-------- Material for this task
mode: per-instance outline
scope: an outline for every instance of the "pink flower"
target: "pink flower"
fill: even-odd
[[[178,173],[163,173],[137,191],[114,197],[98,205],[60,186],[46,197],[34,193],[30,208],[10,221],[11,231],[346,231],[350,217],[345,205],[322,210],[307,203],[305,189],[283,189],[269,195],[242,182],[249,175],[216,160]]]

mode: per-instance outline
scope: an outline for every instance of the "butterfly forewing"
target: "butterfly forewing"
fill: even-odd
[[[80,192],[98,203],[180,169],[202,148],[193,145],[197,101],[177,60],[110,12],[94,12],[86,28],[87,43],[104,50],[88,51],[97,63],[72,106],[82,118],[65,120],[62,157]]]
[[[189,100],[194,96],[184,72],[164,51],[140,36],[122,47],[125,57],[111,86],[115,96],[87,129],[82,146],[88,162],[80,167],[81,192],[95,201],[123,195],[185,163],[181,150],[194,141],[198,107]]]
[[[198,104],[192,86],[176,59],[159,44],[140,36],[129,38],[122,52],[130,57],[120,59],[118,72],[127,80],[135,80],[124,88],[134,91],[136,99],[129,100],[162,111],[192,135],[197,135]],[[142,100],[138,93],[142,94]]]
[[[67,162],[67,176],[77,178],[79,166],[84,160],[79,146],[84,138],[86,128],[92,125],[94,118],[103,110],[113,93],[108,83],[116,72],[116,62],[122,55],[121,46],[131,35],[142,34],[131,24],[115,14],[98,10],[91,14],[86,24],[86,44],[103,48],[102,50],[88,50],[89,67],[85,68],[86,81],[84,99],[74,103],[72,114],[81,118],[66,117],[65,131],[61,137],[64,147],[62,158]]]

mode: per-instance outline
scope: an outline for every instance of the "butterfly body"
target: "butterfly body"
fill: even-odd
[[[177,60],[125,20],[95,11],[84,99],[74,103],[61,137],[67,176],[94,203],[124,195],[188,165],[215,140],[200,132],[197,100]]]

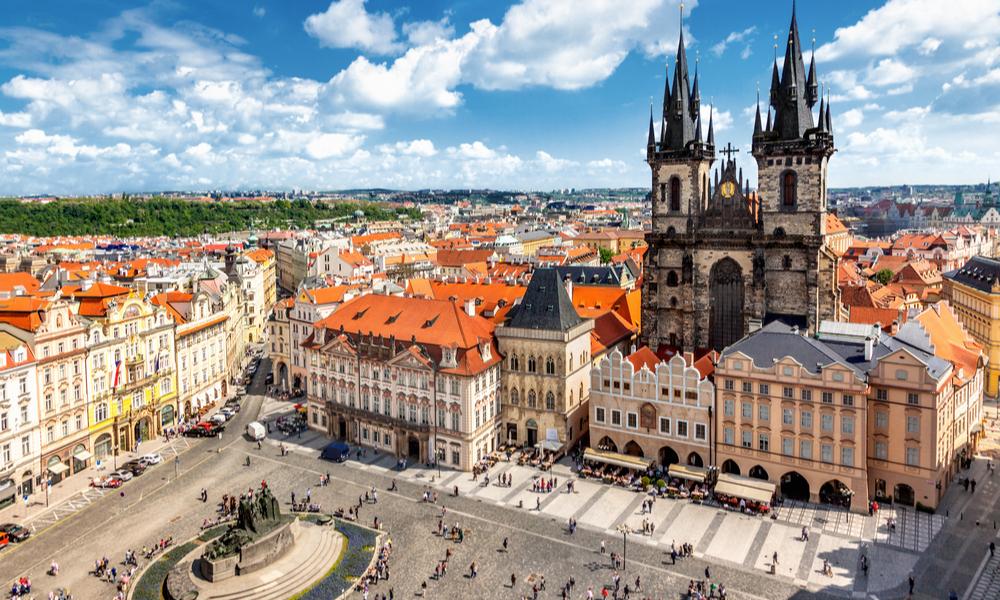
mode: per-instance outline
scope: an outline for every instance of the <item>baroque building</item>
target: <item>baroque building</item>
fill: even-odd
[[[683,32],[673,78],[668,70],[666,79],[659,138],[650,114],[646,150],[653,228],[646,237],[643,341],[654,351],[721,350],[770,321],[814,330],[835,319],[837,256],[826,231],[830,106],[819,98],[815,58],[808,70],[803,62],[794,9],[765,125],[757,109],[756,191],[737,169],[732,146],[712,172],[712,117],[703,135],[698,74],[692,84]]]

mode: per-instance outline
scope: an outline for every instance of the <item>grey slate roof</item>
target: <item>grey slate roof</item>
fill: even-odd
[[[949,271],[944,276],[952,281],[989,293],[993,282],[1000,279],[1000,261],[973,256],[960,269]]]
[[[829,342],[793,332],[791,327],[781,321],[773,321],[728,346],[722,351],[722,358],[728,358],[736,352],[749,356],[753,364],[760,369],[769,369],[774,366],[774,361],[789,356],[812,373],[819,373],[821,368],[839,363],[849,367],[858,377],[865,377],[862,368],[835,352],[830,348]],[[862,358],[864,358],[863,347]]]
[[[555,269],[536,269],[521,302],[511,308],[506,324],[522,329],[567,331],[582,322]]]

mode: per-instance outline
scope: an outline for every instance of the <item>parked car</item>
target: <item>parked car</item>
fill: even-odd
[[[240,412],[239,400],[230,400],[229,402],[226,402],[226,408],[233,411],[234,413]]]
[[[255,442],[267,437],[267,429],[258,421],[247,423],[247,437]]]
[[[163,462],[163,457],[158,453],[154,452],[152,454],[143,454],[139,460],[146,463],[146,465],[158,465]]]
[[[229,408],[229,406],[223,406],[221,409],[219,409],[219,414],[226,417],[226,420],[228,421],[229,419],[233,418],[233,416],[236,414],[236,411]]]
[[[266,385],[274,385],[274,373],[268,373],[264,376],[264,383]]]
[[[10,538],[7,537],[6,533],[0,532],[0,548],[4,548],[10,543]]]
[[[129,471],[128,469],[125,468],[121,468],[118,469],[117,471],[112,471],[108,473],[108,477],[115,477],[117,479],[121,479],[122,481],[132,481],[132,477],[134,477],[134,475],[132,475],[132,471]]]
[[[103,477],[95,477],[90,480],[90,485],[96,488],[119,488],[122,486],[122,480],[117,477],[112,477],[111,475],[104,475]]]
[[[330,442],[320,452],[319,457],[333,462],[344,462],[351,453],[351,447],[344,442]]]
[[[210,423],[215,423],[216,425],[223,425],[226,422],[226,415],[222,413],[215,413],[208,418]]]
[[[0,525],[0,533],[6,534],[12,542],[23,542],[31,537],[31,530],[21,527],[17,523],[4,523]]]
[[[142,459],[130,460],[124,465],[122,465],[122,470],[127,470],[135,476],[142,475],[146,472],[146,463],[142,462]]]
[[[217,434],[222,427],[216,423],[210,421],[201,421],[191,429],[184,432],[184,435],[189,437],[211,437]]]

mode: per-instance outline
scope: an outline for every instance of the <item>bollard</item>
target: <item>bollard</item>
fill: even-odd
[[[964,510],[961,513],[959,513],[958,520],[959,521],[964,521],[965,520],[965,511]]]

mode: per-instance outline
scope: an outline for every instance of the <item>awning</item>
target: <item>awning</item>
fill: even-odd
[[[562,442],[559,440],[542,440],[535,444],[535,448],[541,448],[542,450],[548,450],[549,452],[558,452],[562,449]]]
[[[677,479],[705,483],[705,476],[708,475],[708,469],[689,465],[670,465],[670,468],[667,469],[667,474]]]
[[[976,423],[975,425],[973,425],[969,429],[969,433],[975,435],[975,434],[979,433],[982,430],[983,430],[983,424],[982,423]]]
[[[586,448],[583,451],[583,460],[592,460],[616,467],[625,467],[626,469],[648,469],[649,465],[653,462],[647,458],[618,454],[617,452],[601,452],[593,448]]]
[[[52,473],[53,475],[62,475],[66,471],[69,471],[69,467],[66,466],[66,463],[60,462],[54,465],[49,465],[49,473]]]
[[[0,481],[0,502],[6,502],[17,495],[17,486],[12,479]]]
[[[73,458],[75,458],[80,462],[87,462],[88,460],[93,458],[93,456],[94,455],[91,454],[89,450],[80,450],[79,452],[73,455]]]
[[[774,497],[775,485],[763,479],[752,477],[740,477],[731,473],[722,473],[715,483],[715,493],[753,500],[754,502],[764,502],[770,504]]]

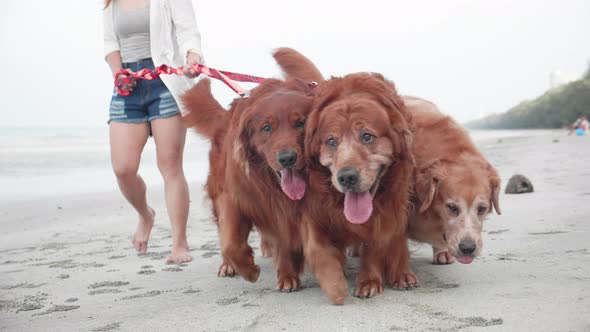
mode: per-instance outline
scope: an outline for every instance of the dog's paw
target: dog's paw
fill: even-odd
[[[285,293],[296,291],[301,282],[297,276],[279,276],[277,280],[277,290]]]
[[[260,276],[260,267],[258,267],[256,264],[247,265],[243,268],[240,268],[238,273],[247,281],[256,282],[256,280],[258,280],[258,276]]]
[[[217,271],[218,277],[235,277],[236,276],[236,269],[230,263],[223,262],[219,266],[219,271]]]
[[[455,261],[455,257],[448,251],[441,251],[432,255],[432,264],[435,265],[446,265],[451,264]]]
[[[383,283],[379,280],[364,280],[358,282],[354,290],[354,296],[367,299],[383,293]]]
[[[344,304],[344,300],[348,296],[348,286],[346,285],[346,282],[334,283],[329,287],[323,287],[323,289],[332,304]]]
[[[412,289],[418,286],[418,278],[412,271],[402,272],[397,274],[390,284],[399,290]]]

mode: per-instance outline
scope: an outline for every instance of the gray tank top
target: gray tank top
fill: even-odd
[[[119,38],[121,60],[136,62],[151,58],[150,47],[150,6],[124,10],[113,4],[113,25]]]

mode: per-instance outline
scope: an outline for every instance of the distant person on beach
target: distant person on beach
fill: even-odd
[[[571,135],[578,129],[581,129],[583,132],[586,132],[589,127],[590,122],[588,122],[588,119],[585,115],[582,115],[581,117],[577,118],[576,121],[574,121],[574,123],[571,125],[568,135]]]
[[[579,128],[582,128],[583,131],[588,131],[588,126],[590,126],[590,123],[588,122],[588,119],[584,115],[584,116],[582,116],[582,123],[580,123]]]
[[[201,36],[191,0],[105,0],[105,59],[115,75],[122,68],[138,71],[168,64],[185,66],[184,76],[164,75],[153,81],[132,81],[113,93],[109,110],[111,161],[121,192],[139,214],[133,246],[145,253],[155,211],[148,205],[146,185],[137,173],[141,152],[154,137],[158,168],[164,178],[166,207],[172,224],[168,262],[192,259],[186,239],[189,190],[182,168],[186,129],[179,97],[202,63]]]

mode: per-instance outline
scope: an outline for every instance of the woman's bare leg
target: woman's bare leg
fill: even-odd
[[[147,243],[154,225],[154,210],[147,205],[143,179],[137,174],[141,152],[147,141],[147,123],[111,121],[111,163],[123,196],[139,214],[139,223],[132,243],[139,253],[147,251]]]
[[[153,120],[152,133],[156,141],[158,168],[164,178],[166,207],[172,224],[172,253],[166,260],[174,263],[188,262],[192,260],[186,240],[189,191],[182,169],[186,128],[180,115],[175,115]]]

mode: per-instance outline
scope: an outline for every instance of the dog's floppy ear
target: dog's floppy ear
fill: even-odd
[[[397,88],[392,81],[387,80],[382,75],[377,76],[379,79],[383,81],[383,93],[380,94],[380,101],[383,105],[388,108],[393,108],[398,112],[405,111],[404,100],[402,97],[397,93]],[[406,112],[409,114],[409,112]],[[409,119],[406,119],[408,121]]]
[[[340,82],[338,78],[334,78],[333,82]],[[318,90],[319,89],[319,90]],[[317,91],[316,91],[317,90]],[[330,87],[329,89],[317,87],[314,89],[314,94],[317,94],[313,99],[313,105],[307,120],[305,121],[305,139],[304,150],[307,163],[314,164],[317,161],[315,158],[321,147],[320,138],[317,137],[317,129],[320,124],[320,115],[325,107],[330,105],[341,93],[341,88]]]
[[[398,157],[400,160],[406,161],[410,163],[410,165],[415,166],[416,162],[414,160],[414,154],[412,153],[413,149],[413,134],[410,130],[395,130],[398,133],[399,140],[396,140],[396,151],[398,151]]]
[[[308,164],[313,164],[315,157],[320,152],[319,137],[317,137],[317,129],[320,121],[320,110],[312,110],[307,120],[305,121],[305,138],[303,140],[303,148],[305,152],[305,159]]]
[[[373,93],[377,96],[379,102],[388,109],[391,128],[401,138],[401,141],[396,144],[396,150],[399,151],[402,160],[407,160],[412,165],[415,165],[414,154],[412,153],[413,136],[410,128],[411,114],[406,109],[403,99],[397,93],[395,84],[380,74],[373,74],[373,76],[379,79],[379,87],[375,87]]]
[[[238,128],[236,131],[236,140],[234,142],[233,157],[240,166],[244,167],[246,175],[249,174],[248,160],[250,158],[250,120],[245,110],[242,112]]]
[[[399,139],[394,138],[395,148],[399,158],[414,166],[416,165],[413,153],[414,134],[412,133],[412,128],[410,128],[408,116],[405,113],[408,113],[405,109],[397,110],[395,107],[391,109],[389,111],[390,128],[399,137]]]
[[[430,207],[436,196],[436,191],[441,180],[441,174],[438,172],[439,166],[440,161],[436,160],[425,169],[416,170],[416,196],[421,204],[420,213]]]
[[[492,205],[497,214],[502,214],[500,210],[500,177],[492,165],[488,164],[488,172],[490,172],[490,187],[492,187]]]

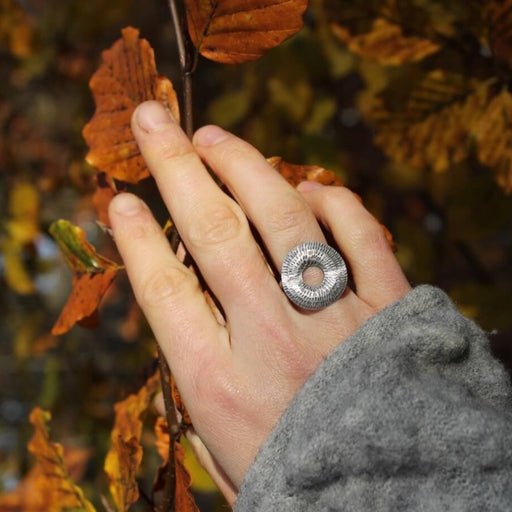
----------------
▶ _Assigned task_
Find every line of the data that holds the string "beach", then say how many there are and nothing else.

▶ _Task answer_
2